[Records of labeled points]

⟨

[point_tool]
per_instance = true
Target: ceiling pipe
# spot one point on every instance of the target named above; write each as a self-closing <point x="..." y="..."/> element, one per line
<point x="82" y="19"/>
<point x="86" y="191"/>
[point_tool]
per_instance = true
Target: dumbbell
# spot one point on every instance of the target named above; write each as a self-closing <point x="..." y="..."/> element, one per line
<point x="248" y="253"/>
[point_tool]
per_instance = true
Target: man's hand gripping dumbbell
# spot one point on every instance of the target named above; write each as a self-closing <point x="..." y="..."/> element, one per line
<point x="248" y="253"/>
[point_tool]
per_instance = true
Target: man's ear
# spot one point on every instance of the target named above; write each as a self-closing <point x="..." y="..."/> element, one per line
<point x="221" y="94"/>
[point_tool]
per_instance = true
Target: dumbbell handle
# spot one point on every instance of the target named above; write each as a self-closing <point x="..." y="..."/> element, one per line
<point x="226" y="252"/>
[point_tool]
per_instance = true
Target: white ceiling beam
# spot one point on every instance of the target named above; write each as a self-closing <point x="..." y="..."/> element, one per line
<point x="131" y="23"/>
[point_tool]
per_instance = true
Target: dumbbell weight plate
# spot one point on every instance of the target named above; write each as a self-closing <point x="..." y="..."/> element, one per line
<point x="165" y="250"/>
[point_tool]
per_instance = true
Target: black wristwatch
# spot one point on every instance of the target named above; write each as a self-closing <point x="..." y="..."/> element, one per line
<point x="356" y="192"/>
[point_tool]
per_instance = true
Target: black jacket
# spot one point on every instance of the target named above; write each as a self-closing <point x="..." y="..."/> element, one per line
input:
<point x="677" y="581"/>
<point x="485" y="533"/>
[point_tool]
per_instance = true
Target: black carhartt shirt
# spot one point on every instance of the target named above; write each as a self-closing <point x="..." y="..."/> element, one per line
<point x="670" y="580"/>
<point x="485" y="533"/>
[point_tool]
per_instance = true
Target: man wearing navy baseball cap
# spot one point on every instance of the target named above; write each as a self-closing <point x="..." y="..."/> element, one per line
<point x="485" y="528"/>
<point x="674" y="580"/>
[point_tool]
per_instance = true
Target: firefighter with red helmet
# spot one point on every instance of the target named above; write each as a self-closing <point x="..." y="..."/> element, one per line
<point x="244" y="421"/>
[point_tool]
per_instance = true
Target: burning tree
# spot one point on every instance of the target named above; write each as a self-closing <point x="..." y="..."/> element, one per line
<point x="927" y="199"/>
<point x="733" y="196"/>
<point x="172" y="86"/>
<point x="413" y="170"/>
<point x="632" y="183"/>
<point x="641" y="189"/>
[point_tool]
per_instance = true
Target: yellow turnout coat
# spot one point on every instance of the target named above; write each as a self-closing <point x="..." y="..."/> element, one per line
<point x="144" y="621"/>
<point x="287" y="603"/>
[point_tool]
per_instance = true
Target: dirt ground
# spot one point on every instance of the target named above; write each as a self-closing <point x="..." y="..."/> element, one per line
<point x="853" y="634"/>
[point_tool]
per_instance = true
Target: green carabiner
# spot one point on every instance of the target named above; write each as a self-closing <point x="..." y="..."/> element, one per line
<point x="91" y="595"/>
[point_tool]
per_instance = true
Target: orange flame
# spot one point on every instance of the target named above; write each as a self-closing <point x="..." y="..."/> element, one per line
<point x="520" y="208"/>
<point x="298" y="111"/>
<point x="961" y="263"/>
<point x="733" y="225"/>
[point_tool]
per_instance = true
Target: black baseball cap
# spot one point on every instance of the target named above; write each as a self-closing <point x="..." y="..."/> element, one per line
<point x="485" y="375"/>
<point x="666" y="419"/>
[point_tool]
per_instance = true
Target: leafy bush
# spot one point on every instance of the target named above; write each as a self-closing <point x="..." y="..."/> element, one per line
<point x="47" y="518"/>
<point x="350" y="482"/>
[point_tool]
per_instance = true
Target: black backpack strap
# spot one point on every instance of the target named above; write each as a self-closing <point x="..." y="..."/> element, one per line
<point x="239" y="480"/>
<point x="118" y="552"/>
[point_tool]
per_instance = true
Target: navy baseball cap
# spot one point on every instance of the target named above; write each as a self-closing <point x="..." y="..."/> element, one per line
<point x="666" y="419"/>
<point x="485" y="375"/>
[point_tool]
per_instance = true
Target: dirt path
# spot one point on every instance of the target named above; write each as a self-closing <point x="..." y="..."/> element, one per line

⟩

Count the lines in the entries above that contain the string "black". Give only the number.

* Problem solution: 5